Dataset rows:

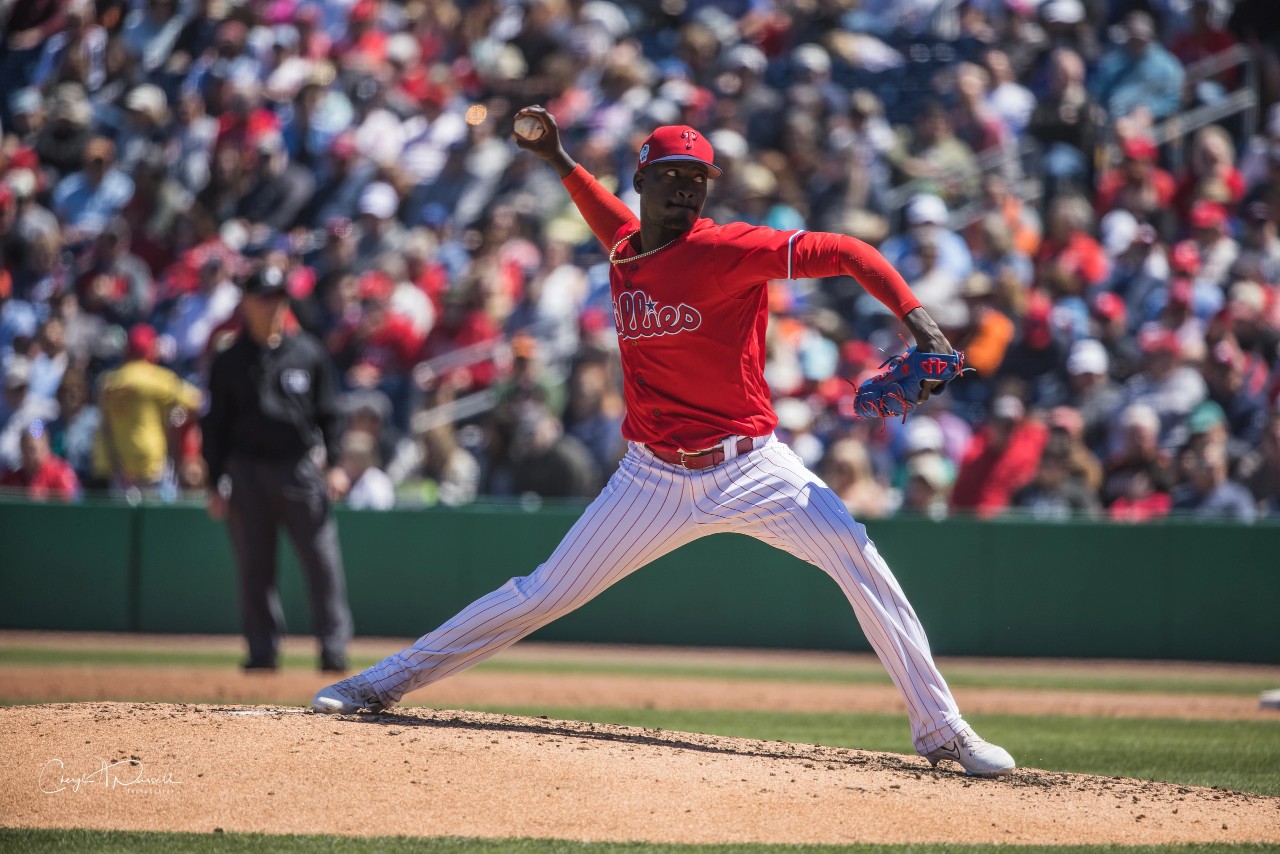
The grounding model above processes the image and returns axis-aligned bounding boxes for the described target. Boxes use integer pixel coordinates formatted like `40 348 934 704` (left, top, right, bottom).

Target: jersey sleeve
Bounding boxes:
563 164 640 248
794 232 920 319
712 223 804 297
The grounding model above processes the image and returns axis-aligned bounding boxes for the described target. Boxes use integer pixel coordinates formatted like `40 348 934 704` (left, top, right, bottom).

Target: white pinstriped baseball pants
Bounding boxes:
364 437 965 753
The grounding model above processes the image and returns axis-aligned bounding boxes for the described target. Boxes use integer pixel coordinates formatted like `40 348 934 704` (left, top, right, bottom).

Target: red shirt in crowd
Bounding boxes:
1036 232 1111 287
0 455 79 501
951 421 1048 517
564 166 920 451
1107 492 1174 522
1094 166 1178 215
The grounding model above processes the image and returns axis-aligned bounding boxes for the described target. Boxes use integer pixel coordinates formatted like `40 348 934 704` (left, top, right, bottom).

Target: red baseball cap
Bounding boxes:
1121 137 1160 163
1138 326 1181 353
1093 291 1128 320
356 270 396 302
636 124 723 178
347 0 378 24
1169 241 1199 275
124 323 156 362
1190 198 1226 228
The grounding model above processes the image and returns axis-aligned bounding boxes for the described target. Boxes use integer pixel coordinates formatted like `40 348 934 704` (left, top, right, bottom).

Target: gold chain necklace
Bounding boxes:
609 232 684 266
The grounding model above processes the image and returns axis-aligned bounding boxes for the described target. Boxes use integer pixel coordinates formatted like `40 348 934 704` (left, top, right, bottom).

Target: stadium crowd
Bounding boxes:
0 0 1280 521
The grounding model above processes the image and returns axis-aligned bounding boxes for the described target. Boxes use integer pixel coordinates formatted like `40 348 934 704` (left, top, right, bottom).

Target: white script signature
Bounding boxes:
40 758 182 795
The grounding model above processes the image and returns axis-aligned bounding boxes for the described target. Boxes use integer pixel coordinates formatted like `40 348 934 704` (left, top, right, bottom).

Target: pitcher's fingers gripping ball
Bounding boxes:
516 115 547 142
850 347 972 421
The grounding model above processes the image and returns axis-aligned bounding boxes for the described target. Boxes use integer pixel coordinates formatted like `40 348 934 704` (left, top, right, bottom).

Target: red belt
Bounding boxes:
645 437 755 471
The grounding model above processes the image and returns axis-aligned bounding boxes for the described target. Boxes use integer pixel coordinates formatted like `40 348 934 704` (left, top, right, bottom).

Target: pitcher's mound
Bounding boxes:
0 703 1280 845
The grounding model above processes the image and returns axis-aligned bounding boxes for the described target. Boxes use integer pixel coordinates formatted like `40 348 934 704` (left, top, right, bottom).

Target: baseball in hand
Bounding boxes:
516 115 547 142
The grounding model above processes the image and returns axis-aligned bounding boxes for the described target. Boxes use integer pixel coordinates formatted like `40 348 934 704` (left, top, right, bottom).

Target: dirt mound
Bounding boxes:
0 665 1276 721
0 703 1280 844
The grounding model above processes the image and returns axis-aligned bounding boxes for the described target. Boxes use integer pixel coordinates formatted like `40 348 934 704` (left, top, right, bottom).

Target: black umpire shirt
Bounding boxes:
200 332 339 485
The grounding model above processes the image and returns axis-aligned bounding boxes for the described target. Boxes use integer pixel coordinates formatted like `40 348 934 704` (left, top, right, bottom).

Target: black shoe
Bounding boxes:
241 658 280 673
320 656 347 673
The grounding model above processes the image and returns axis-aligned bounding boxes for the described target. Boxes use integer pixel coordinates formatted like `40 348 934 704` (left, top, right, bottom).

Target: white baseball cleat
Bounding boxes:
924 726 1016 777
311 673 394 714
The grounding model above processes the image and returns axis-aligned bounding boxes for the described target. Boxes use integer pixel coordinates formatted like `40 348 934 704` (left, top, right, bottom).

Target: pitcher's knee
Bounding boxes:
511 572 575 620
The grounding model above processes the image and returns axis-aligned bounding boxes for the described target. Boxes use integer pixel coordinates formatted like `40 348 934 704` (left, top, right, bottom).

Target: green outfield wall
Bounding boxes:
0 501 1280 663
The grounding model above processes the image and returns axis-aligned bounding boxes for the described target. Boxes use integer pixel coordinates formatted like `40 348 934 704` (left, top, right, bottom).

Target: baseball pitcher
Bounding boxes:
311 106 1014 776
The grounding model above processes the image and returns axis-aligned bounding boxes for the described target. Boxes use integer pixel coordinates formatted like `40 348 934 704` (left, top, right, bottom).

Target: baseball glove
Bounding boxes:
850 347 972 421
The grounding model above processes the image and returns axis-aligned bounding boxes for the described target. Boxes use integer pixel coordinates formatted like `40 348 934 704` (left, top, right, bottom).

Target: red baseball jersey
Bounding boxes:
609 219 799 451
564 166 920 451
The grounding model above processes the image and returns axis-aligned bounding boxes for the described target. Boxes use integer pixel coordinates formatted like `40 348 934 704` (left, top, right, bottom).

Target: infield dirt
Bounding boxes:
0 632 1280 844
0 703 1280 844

* * *

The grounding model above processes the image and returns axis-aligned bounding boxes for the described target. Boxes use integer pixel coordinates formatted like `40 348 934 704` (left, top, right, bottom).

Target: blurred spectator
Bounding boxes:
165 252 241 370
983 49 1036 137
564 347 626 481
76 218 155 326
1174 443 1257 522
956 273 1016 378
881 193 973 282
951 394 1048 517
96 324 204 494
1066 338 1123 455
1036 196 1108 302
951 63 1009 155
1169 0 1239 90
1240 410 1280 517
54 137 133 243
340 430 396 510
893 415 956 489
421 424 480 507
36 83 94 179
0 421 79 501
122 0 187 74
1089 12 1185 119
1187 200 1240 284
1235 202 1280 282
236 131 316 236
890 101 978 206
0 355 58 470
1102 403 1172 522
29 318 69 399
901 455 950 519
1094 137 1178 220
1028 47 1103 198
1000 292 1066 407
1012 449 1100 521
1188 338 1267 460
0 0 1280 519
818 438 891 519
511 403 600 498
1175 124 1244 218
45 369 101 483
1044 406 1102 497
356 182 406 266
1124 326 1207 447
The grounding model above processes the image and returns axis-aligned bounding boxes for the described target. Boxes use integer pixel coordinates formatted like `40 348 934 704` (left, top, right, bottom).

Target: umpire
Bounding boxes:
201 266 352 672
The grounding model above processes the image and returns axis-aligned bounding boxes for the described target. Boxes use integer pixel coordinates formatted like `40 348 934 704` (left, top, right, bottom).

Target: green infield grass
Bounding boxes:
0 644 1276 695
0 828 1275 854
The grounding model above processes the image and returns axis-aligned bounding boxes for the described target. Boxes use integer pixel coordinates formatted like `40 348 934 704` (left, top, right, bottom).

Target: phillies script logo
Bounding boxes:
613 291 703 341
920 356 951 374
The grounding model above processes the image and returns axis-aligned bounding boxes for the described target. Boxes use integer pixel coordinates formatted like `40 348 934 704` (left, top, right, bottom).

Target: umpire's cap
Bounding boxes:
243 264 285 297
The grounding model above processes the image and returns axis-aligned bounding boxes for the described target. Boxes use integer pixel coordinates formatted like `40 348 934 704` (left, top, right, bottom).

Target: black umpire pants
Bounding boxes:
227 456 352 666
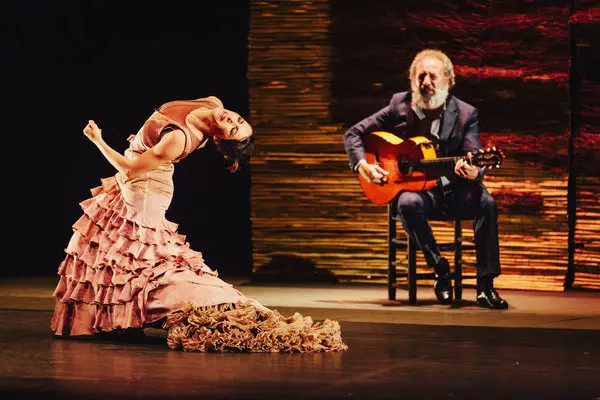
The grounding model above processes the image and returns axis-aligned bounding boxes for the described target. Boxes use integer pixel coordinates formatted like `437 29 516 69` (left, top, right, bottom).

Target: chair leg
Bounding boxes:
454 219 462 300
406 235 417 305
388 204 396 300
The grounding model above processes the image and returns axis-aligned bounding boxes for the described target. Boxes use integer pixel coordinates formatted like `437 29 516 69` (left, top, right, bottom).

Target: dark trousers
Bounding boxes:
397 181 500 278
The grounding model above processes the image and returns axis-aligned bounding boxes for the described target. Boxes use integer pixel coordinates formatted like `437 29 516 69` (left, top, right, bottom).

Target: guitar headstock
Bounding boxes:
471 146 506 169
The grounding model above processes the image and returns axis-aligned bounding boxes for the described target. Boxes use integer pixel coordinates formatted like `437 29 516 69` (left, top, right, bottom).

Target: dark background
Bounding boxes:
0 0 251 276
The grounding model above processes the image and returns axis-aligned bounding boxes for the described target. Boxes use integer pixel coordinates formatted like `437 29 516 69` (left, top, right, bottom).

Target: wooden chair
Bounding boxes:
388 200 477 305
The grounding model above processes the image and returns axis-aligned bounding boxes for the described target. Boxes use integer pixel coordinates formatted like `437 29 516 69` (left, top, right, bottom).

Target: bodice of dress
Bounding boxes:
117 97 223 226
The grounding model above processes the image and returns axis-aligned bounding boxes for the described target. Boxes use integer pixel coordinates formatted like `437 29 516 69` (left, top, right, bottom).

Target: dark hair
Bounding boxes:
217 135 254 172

--

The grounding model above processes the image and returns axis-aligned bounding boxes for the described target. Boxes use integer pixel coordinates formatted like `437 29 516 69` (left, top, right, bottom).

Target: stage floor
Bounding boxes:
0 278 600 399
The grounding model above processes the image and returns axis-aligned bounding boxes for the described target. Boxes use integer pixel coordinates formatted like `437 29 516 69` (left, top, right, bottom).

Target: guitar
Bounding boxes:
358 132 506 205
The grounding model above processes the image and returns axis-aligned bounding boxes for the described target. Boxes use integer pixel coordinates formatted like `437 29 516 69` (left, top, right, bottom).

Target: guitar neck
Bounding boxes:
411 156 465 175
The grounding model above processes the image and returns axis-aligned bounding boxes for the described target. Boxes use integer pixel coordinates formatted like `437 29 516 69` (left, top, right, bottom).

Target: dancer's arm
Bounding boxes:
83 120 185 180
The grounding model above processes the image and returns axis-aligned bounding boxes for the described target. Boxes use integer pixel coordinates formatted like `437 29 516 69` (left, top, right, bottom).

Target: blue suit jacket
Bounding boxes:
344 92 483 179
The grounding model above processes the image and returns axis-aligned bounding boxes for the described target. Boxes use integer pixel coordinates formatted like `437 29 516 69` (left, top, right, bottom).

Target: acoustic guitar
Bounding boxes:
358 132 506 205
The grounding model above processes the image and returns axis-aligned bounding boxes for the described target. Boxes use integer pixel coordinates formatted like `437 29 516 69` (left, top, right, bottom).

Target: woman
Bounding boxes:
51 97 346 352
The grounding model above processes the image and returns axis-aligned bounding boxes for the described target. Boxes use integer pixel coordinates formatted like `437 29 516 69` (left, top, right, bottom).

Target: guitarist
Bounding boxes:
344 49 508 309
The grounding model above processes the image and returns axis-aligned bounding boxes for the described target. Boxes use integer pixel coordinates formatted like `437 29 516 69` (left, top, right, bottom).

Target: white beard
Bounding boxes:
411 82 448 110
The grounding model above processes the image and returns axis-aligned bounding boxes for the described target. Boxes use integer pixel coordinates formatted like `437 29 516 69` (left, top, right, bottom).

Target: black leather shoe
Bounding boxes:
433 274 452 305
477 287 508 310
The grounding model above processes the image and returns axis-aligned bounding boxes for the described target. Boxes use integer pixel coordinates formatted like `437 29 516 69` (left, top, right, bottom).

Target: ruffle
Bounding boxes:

Problem requirements: Please count the lines above that contain the word "shoe", treating uppercase and lowercase as different, and reply with the number alone.

Exercise solution: 2